__Task prompt__:
Output the line that contains "of the rocky" and every line after it to the end of the entries, with nothing added or left out.

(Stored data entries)
-- Opening Marker --

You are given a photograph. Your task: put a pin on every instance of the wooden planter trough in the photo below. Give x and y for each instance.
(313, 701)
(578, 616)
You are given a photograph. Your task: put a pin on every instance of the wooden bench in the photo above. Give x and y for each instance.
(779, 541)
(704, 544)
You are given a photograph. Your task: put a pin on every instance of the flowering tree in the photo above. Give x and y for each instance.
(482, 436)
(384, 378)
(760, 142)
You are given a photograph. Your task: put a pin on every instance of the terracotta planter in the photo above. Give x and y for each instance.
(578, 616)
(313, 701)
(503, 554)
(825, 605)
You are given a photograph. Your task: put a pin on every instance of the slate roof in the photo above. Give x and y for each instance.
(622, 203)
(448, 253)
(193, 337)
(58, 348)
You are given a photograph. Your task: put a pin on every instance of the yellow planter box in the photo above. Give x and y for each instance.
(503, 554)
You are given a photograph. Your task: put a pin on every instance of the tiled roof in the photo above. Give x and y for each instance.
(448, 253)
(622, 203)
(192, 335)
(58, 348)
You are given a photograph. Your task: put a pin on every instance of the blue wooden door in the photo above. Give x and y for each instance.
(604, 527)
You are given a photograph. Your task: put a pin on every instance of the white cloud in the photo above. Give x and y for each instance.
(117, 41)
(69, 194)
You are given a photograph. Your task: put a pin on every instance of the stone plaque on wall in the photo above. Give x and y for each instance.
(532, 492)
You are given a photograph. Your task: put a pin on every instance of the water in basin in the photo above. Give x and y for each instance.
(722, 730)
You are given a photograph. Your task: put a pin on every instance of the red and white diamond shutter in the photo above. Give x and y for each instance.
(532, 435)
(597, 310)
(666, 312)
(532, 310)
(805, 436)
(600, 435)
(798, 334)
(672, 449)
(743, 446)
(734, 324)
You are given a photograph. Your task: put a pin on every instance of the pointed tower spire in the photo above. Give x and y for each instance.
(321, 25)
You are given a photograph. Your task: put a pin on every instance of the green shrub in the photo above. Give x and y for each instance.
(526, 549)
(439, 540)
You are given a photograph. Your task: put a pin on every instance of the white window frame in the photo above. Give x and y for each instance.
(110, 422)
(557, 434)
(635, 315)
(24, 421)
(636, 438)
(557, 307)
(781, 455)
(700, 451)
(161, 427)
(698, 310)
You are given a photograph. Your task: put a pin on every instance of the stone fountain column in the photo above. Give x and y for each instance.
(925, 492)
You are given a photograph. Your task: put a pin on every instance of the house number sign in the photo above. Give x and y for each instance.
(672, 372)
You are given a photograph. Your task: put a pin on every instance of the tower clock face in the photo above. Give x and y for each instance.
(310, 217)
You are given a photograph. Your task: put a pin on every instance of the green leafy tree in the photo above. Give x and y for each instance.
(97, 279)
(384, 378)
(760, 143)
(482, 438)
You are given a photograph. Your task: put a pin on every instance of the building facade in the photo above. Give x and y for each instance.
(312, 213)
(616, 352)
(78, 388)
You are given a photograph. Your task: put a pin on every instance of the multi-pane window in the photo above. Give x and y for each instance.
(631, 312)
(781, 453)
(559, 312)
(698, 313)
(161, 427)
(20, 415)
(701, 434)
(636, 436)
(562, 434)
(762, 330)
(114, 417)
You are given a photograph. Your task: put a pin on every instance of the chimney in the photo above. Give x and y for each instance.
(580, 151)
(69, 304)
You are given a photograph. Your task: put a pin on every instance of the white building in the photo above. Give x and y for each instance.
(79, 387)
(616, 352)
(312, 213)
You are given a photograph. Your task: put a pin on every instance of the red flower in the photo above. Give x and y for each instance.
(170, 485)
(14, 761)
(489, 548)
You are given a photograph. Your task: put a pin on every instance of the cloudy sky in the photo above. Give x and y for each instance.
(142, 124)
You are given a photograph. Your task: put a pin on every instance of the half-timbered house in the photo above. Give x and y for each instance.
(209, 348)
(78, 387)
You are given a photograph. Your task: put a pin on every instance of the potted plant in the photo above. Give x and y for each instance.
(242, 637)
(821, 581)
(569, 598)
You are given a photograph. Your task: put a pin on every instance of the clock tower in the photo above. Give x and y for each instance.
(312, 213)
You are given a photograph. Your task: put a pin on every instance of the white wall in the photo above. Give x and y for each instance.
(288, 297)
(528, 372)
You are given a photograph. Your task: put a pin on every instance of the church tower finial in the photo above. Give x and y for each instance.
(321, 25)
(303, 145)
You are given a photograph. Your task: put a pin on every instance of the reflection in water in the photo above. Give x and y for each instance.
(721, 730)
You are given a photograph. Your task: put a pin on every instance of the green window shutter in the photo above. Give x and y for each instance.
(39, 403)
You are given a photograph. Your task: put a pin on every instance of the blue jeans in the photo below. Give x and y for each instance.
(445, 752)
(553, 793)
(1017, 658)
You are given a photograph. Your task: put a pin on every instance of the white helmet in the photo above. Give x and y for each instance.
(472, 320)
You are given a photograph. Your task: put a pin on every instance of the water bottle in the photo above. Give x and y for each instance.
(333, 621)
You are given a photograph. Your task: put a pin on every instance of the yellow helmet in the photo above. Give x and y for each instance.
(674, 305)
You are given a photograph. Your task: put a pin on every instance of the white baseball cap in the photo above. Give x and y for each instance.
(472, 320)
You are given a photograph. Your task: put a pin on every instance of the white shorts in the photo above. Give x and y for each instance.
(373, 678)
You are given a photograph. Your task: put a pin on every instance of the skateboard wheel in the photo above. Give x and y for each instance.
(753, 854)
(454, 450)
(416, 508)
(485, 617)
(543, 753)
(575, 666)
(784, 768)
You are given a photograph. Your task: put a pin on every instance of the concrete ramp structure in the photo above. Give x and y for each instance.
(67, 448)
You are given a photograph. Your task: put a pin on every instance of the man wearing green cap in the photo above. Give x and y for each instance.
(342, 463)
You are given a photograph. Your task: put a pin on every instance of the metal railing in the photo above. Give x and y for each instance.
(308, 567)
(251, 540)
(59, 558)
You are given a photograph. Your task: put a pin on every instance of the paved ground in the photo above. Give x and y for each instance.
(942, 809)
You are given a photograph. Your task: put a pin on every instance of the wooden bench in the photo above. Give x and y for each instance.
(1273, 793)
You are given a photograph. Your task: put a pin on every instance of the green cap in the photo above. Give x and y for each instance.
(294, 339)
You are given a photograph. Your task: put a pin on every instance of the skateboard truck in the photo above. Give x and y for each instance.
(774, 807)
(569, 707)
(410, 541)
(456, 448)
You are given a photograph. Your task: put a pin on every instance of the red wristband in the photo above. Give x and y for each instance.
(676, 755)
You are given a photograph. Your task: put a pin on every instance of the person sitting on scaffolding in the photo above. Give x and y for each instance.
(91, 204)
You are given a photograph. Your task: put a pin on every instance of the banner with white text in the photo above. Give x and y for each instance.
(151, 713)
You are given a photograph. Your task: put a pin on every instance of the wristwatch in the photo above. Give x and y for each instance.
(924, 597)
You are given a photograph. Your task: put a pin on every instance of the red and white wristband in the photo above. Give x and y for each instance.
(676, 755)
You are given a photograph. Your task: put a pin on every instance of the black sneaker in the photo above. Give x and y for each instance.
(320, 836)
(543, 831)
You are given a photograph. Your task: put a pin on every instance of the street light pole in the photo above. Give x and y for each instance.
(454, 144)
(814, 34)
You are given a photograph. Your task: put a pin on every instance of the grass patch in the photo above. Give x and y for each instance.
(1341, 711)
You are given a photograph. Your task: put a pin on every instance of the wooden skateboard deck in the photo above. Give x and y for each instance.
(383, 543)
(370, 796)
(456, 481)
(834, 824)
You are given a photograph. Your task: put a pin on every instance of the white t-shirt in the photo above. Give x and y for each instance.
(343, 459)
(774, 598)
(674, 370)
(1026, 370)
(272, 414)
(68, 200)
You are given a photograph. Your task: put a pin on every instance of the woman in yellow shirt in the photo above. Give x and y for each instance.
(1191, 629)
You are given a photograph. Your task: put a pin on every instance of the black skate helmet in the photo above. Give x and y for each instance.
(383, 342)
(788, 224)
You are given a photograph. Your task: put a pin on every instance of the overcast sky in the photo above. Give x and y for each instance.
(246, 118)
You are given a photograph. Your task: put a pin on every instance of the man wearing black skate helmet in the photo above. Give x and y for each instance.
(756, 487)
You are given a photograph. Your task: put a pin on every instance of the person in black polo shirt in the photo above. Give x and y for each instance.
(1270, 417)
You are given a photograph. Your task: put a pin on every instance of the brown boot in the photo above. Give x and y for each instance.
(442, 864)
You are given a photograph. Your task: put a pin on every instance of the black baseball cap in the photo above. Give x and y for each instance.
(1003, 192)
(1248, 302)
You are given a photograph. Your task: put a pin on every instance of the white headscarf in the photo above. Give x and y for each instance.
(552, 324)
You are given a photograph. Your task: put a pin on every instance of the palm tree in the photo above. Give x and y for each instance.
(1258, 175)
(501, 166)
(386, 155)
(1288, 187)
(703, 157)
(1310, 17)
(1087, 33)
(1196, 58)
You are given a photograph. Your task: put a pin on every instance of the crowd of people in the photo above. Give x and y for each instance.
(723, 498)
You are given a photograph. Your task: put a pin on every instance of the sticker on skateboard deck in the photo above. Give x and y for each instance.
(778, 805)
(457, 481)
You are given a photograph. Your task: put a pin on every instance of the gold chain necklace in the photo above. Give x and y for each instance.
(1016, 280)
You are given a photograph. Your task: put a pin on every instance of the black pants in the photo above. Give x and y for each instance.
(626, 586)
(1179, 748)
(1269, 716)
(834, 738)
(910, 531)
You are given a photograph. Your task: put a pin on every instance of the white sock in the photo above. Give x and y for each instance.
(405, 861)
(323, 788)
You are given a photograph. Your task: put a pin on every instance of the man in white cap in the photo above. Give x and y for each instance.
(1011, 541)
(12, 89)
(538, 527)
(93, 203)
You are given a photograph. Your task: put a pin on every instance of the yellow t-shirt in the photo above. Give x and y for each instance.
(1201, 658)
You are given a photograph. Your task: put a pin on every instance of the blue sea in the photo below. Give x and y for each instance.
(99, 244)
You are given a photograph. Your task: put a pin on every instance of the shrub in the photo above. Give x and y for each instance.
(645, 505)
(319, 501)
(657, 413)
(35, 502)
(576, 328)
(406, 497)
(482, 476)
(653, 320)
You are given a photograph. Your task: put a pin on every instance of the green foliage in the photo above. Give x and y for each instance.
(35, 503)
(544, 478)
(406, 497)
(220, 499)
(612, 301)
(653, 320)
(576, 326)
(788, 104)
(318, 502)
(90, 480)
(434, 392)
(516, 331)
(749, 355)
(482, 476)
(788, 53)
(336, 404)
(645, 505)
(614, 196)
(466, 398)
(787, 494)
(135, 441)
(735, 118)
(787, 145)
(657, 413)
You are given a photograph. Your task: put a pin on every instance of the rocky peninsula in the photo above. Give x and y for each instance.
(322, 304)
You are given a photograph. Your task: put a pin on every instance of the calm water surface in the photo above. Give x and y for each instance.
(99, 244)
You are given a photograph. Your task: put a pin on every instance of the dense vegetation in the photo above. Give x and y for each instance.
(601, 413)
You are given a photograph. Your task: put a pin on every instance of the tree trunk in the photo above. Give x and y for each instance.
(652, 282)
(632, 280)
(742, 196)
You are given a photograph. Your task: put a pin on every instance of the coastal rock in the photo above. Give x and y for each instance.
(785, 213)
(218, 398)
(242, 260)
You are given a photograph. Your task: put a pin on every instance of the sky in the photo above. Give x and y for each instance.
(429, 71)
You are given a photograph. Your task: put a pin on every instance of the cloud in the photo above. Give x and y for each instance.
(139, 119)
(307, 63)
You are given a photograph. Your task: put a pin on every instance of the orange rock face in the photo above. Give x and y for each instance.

-- Closing Marker --

__Completed exercise__:
You are given a photograph. Your task: put a pin on every instance of the rocky peninsula in the photo above. Give x and y for each instance.
(322, 304)
You are given a photograph. Your task: put a pin on every instance of the calm water surface in the photo above. Give x and y for each instance.
(99, 244)
You are given a photograph. Your task: put a pin on every instance of the dense vegetation in the photo above. Give x and y for each instance.
(601, 413)
You are given a photograph. Your task: put a pin on every instance of the tree trunk in the photo above. Give x and y for each instance.
(652, 282)
(632, 280)
(742, 196)
You are given a photograph. Your task: put a pin on every instance of the coastal rock in the photo above. Give x and y for each instance.
(785, 213)
(218, 398)
(242, 260)
You are given a photograph. Your task: put a pin on every instance of the sky in the photo above. Give x and y for each instance.
(429, 71)
You are given a photograph. Your task: put a pin on every instance of the cloud in the photo above. Give x and y for each instance.
(139, 119)
(307, 63)
You are given a photograph. Your task: put a pin on every instance of the orange rock face in the photo above. Give x and y for each instance.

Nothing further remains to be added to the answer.